* **Exercise requirements**:
A - Copy the passage on personal liability from "Specific people can" to "the accident caused." word for word.
B - In the passage on personal liability, what can a roofer file when a property owner fails to make the final payment under the contract?

* **Text provided**:
————————
Personal Liability in Tort

            Specific people can have liability that are similar to the liabilities faced by businesses. Personal liability can be pursued in tort as well as contract. An example of tort liability for an individual would be a car collision. The at-fault driver in a car collision is liable to the injured driver in negligence. Because the at-fault driver had a duty to drive reasonably based on the road and traffic conditions, the at-fault driver will be responsible for compensating the injured driver for their medical treatment and the pain and suffering the accident caused.

            As you can imagine, the damages in tort cases can have a large price tag based on the ability of the injured party to seek extensive medical treatment and assign value their suffering that makes sense to the injured party. It is important in this circumstance to retain an attorney who can challenge the value associated with the suffering of the other party and can determine whether or not the car accident was the only cause of the injury.

 Personal Liability in Contract

            Individual people can also be liable in contract. For example, if a property owner fails to pay a roofer the final payment under the contract, the roofer can file a statutory lien on the property. The lien would encumber the sale or re-financing of the property, which could prevent the owner from selling the property. In this example the roofer would also ask the court to order the property owner to pay the attorney’s fees and court costs that the roofer incurred seeking the payment under the contract. These expenses quickly add up and make the cost of the dispute larger than the cost of the original grievance.
————————
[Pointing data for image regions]
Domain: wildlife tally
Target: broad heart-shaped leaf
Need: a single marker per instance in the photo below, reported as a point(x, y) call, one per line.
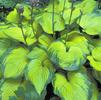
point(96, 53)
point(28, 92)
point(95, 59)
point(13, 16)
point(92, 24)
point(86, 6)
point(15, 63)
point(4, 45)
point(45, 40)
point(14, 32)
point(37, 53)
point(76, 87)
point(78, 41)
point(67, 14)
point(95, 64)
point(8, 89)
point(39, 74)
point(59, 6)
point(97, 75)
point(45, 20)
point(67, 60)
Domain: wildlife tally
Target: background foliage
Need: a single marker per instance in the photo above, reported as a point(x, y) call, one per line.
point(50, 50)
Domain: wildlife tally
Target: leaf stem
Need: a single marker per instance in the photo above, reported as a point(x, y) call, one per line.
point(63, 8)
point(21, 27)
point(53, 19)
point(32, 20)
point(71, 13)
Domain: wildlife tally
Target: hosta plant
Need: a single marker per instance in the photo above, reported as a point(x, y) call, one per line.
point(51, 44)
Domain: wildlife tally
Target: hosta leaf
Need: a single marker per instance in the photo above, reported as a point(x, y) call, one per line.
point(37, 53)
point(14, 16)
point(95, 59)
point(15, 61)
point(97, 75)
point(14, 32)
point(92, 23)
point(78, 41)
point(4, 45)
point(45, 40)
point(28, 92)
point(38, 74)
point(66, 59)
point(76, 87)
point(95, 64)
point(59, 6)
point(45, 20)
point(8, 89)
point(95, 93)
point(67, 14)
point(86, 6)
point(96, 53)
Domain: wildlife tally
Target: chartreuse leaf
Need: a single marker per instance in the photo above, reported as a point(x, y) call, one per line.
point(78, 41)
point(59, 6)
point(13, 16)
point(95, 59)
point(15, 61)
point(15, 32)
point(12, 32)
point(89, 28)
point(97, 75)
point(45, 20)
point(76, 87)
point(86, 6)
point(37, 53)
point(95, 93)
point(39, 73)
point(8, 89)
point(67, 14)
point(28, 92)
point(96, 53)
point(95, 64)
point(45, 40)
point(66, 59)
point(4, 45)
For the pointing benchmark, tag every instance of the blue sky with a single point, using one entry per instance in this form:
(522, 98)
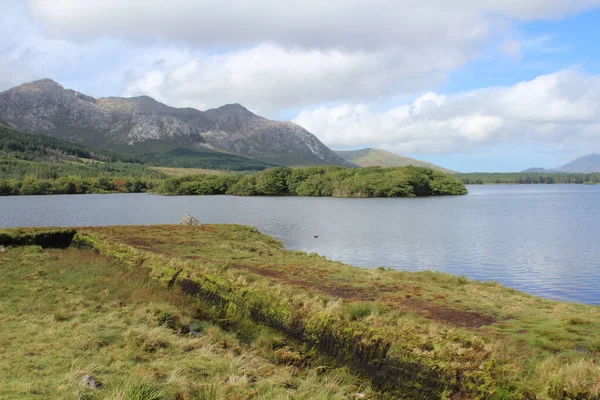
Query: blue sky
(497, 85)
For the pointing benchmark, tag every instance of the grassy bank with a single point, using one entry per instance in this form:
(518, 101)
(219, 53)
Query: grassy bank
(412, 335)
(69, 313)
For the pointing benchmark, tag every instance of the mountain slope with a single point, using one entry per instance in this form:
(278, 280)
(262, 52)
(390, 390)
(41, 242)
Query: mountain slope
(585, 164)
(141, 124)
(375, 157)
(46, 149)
————————
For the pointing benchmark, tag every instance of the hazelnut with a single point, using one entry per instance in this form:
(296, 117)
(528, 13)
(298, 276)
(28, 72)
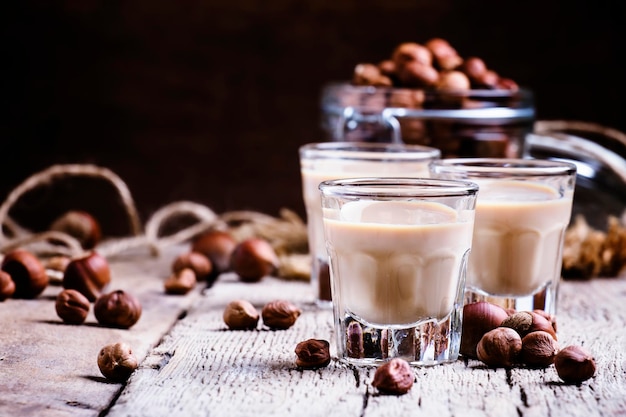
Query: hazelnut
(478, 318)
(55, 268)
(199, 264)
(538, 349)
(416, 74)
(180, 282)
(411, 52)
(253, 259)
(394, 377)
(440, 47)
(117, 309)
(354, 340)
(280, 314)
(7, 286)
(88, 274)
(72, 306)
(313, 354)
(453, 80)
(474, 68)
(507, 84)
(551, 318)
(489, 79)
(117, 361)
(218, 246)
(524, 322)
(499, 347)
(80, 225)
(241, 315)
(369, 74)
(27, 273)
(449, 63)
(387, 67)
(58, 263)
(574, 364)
————————
* **Responses per task**:
A -
Specific people can have liability that are similar to the liabilities faced by businesses. Personal liability can be pursued in tort as well as contract. An example of tort liability for an individual would be a car collision. The at-fault driver in a car collision is liable to the injured driver in negligence. Because the at-fault driver had a duty to drive reasonably based on the road and traffic conditions, the at-fault driver will be responsible for compensating the injured driver for their medical treatment and the pain and suffering the accident caused.

B - A statutory lien on the property.